__TASK DIRECTIONS__.
Give the data again exactly as it is written.

Point-per-instance localization data
- - - - -

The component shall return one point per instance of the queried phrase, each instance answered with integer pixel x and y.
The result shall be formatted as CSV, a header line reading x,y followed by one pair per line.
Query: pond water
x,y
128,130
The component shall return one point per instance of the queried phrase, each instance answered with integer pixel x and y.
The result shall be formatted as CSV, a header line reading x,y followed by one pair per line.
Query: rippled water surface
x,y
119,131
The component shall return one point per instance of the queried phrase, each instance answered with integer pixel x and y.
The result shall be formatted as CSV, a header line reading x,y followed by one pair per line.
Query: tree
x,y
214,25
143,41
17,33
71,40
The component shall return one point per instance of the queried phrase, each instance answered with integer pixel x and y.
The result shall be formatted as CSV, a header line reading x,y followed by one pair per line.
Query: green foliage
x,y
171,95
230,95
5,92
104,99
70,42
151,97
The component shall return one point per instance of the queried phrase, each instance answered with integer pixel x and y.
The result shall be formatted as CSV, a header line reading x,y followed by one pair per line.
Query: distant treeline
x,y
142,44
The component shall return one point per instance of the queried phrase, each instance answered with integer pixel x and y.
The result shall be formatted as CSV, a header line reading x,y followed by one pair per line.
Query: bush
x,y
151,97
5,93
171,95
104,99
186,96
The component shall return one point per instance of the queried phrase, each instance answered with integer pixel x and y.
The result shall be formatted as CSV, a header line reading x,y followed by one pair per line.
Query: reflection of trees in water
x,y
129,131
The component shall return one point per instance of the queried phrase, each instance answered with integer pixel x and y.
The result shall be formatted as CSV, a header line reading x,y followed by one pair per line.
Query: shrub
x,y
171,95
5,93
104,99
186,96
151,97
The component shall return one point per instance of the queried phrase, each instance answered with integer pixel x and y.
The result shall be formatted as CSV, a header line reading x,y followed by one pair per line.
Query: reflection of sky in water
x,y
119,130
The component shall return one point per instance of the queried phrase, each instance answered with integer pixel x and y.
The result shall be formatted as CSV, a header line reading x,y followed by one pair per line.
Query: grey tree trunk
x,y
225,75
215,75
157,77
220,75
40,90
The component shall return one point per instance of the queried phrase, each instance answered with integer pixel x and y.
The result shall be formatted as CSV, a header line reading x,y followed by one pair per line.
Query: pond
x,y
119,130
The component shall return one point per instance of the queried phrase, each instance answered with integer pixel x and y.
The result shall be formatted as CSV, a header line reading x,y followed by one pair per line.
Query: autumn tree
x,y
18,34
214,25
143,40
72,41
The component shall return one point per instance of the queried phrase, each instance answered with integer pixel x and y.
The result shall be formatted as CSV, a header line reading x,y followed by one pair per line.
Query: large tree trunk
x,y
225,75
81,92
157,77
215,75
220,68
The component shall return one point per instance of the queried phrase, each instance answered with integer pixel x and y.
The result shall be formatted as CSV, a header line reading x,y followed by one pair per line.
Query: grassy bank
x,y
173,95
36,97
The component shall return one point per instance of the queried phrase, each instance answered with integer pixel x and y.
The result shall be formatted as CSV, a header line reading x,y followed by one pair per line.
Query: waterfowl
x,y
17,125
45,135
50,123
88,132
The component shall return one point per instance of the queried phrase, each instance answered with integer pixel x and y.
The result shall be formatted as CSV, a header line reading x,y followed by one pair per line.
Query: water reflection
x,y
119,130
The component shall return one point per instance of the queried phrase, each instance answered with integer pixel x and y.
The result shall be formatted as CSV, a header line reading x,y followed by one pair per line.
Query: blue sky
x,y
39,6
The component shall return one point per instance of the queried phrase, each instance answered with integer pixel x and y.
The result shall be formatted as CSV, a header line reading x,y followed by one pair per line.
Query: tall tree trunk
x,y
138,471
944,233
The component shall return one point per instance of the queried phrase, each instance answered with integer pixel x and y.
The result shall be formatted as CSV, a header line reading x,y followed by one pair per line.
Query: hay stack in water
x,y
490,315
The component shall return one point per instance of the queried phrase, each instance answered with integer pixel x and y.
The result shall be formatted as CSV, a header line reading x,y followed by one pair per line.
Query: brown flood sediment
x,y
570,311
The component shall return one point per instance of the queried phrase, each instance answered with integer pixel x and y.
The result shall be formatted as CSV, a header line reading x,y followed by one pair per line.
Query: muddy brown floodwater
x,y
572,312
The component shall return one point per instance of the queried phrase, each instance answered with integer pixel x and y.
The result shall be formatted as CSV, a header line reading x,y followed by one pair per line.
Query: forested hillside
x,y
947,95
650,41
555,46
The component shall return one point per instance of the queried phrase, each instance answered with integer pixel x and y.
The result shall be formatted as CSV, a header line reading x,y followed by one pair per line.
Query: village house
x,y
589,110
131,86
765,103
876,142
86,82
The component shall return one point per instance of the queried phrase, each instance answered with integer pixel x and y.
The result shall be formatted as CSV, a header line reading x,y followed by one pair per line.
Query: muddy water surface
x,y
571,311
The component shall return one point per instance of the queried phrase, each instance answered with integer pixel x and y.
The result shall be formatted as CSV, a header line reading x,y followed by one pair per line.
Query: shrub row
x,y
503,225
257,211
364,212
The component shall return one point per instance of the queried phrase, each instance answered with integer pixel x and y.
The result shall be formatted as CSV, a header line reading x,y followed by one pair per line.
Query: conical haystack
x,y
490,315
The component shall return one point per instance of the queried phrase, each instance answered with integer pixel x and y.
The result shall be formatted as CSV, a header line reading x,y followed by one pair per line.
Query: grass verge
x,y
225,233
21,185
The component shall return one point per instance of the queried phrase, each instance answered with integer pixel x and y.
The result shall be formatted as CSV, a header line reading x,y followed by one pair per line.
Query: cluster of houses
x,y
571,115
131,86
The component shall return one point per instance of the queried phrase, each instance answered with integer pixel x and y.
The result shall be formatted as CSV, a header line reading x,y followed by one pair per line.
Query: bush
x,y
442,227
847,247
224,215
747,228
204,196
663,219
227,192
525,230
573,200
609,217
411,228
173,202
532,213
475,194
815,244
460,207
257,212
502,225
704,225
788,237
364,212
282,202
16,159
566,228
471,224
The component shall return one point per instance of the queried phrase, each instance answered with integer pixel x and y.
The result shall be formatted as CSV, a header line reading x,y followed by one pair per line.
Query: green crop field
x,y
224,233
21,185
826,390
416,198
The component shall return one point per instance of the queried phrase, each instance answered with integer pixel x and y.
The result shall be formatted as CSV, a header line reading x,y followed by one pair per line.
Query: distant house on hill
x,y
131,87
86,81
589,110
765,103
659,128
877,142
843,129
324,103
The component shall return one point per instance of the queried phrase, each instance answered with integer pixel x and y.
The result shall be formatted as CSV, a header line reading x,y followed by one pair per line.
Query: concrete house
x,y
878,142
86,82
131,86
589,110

- - - - -

__RESPONSE BOX__.
The component shall return one point per instance of the queried phrase, each instance answered with integer pixel x and y.
The result shall be formatted as CSV, a header line reading x,y followed by one pair per line.
Query: pond water
x,y
128,130
The component shall return one point per instance of the queried phrase, each instance answered with integer pixel x and y.
The result shall be formatted as CSV, a header line reading x,y followed by one pair per line.
Query: rippled water surface
x,y
119,131
The component shall return one point per instance of the queried phrase, each instance answered with integer pixel x and y.
The result shall be formatted as CSV, a header line reading x,y followed by one pair per line.
Query: tree
x,y
214,25
143,41
17,33
71,40
The component shall return one point per instance of the queried phrase, each instance answered with integer pixel x and y.
The result shall be formatted as CSV, a header line reading x,y followed by one pair per line.
Query: green foliage
x,y
171,95
230,95
5,92
104,99
70,42
151,97
The component shall return one point per instance of the queried phrase, each instance answered with integer pixel x and y.
The result shall be formatted as CSV, a header line reading x,y followed by one pair per line.
Query: distant treeline
x,y
142,44
The component shall return one point per instance of the queried phrase, each instance answered with integer pixel x and y.
The result shall be formatted as CSV, a header line reading x,y followed by one pair per line.
Query: bush
x,y
151,97
5,93
171,95
104,99
186,96
The component shall return one point per instance of the queried phrase, each instance answered with integer pixel x and y.
The result shall be formatted as CSV, a header line reading x,y followed by one pair per line.
Query: reflection of trees in water
x,y
129,131
The component shall return one point per instance of the queried phrase, each instance answered with integer pixel x and y.
The result shall be formatted as CSV, a header line reading x,y followed by one pair per line.
Query: shrub
x,y
171,95
5,93
104,99
186,96
151,97
The component shall return one point per instance of the queried phrase, each instance answered with integer pixel x and y.
The result shall be formatted as CSV, a header line reading x,y followed by one pair per line.
Query: reflection of sky in water
x,y
119,130
The component shall return one point per instance of the queried phrase, each instance answered with integer pixel x and y.
The result shall be formatted as CSV, a header line reading x,y followed by one pair per line.
Query: grey tree trunk
x,y
225,75
215,75
157,77
220,75
40,90
The component shall return one point per instance of the queried phrase, each instance answered with integer pixel x and y.
The result shall be formatted as CSV, a header line reading x,y followed by one pair per line.
Query: pond
x,y
119,130
The component shall return one point per instance of the queried phrase, each instance answered with integer pixel x and y.
The result shall be formatted as CSV, a header line reading x,y followed by one pair per line.
Query: autumn tree
x,y
18,34
214,25
143,40
72,41
The component shall return one point per instance of the queried phrase, each instance answered with integer pixel x and y.
The result shall be formatted as CSV, a header line reading x,y followed by one pair per line.
Query: large tree trunk
x,y
225,75
81,92
157,77
215,75
220,68
The component shall return one point per instance of the queried phrase, each instance answered with integer pixel x and y.
The result shall be formatted as CSV, a header line reading x,y followed by one pair per line.
Query: grassy bank
x,y
173,95
36,97
The component shall return one point per instance of the queried phrase, each instance answered with integer pixel x and y.
The result shall be formatted as CSV, a header line reading x,y followed by one pair per line.
Query: waterfowl
x,y
17,125
45,135
50,123
88,132
The component shall return one point per instance of the queried phrase, each instance answered with integer pixel x and y.
The result shall be formatted as CSV, a header line reading x,y followed by one pair per line.
Query: water reflection
x,y
119,130
The component shall return one point per instance of the queried phrase, each instance answered with integer pixel x and y.
The result shall be formatted as CSV, a header line reading x,y followed by one pair per line.
Query: blue sky
x,y
39,6
The component shall return one point per instance of the queried phrase, each instance answered with integer pixel x and y.
The result shall be formatted as CSV, a header line reading x,y followed by one pair per line.
Query: tall tree trunk
x,y
138,471
944,233
The component shall return one point per instance of the queried phrase, each instance answered with integer pixel x and y.
The result shall be formatted as CSV, a header line reading x,y followed by one pair per line.
Query: hay stack in water
x,y
490,315
The component shall return one point per instance of the queried phrase, each instance answered with integer pixel x and y.
The result shall be formatted as CSV, a header line reading x,y followed by one pair per line.
Query: brown flood sediment
x,y
570,311
The component shall return one point per instance of the queried phrase, each instance answered with integer pixel x and y.
The result shall be formatted as CSV, a header line reading x,y followed by one pair per line.
Query: muddy brown floodwater
x,y
572,312
The component shall return one point per instance of the queried phrase, each instance answered with integer pixel x and y.
The result shall be formatted as CSV, a header line reading x,y followed by one pair per line.
Query: forested hillside
x,y
947,95
650,41
555,46
The component shall return one point per instance of the queried phrase, each instance answered with integer pixel x and y.
The result shall be formatted as CSV, a header line reading x,y followed by one pair per line.
Query: village house
x,y
589,110
131,86
765,103
876,142
86,82
The component shall return one point per instance of the queried phrase, each instance answered with integer pixel x and y.
The result shall be formatted as CSV, a header line reading x,y followed by one pair per line.
Query: muddy water surface
x,y
571,311
The component shall return one point per instance of the queried phrase, each instance answered with integer pixel x and y.
The result shall be formatted as CSV, a header line reading x,y followed by one pair per line.
Query: shrub row
x,y
503,225
257,211
364,212
The component shall return one point per instance of the queried phrase, each instance answered with integer pixel x and y.
The result shall be formatted as CSV, a header line reading x,y followed by one pair per line.
Query: conical haystack
x,y
490,315
The component shall return one point per instance of the queried phrase, each instance answered with integer pixel x and y.
The result shall be formatted as CSV, a header line reading x,y followed by one pair per line.
Query: grass verge
x,y
225,233
21,185
The component shall return one point per instance of the queried phrase, each instance answered with integer pixel x and y.
The result shall be formatted as CSV, a header line reading x,y followed by one pair per line.
Query: cluster of houses
x,y
571,115
131,86
The component shall return one point per instance of the queried phrase, each instance answered with integer pixel x and y.
The result shall be formatted as CSV, a header line reading x,y followed by one pair per line.
Query: bush
x,y
442,227
847,247
224,215
747,228
204,196
663,219
227,192
525,230
573,200
609,217
411,228
173,202
532,213
475,194
815,244
460,207
257,212
502,225
704,225
788,237
364,212
282,202
16,159
566,228
471,224
The component shall return one point per instance of the queried phrase, each instance answered with integer pixel x and y.
The result shall be formatted as CSV, a header line reading x,y followed by one pair per line.
Query: green crop field
x,y
224,233
21,185
826,390
416,198
The component shall return one point per instance of the queried phrase, each instance answered with integer pixel x and y.
The result shall be formatted as CSV, a header line reading x,y followed by one pair per line.
Query: distant house on hill
x,y
131,87
86,81
589,110
765,103
659,128
877,142
843,129
324,103
The component shall return one point per instance of the queried phrase, each instance answered with integer pixel x and y.
The result shall be formatted as CSV, a header line reading x,y followed by one pair per line.
Query: concrete house
x,y
878,142
86,82
131,86
589,110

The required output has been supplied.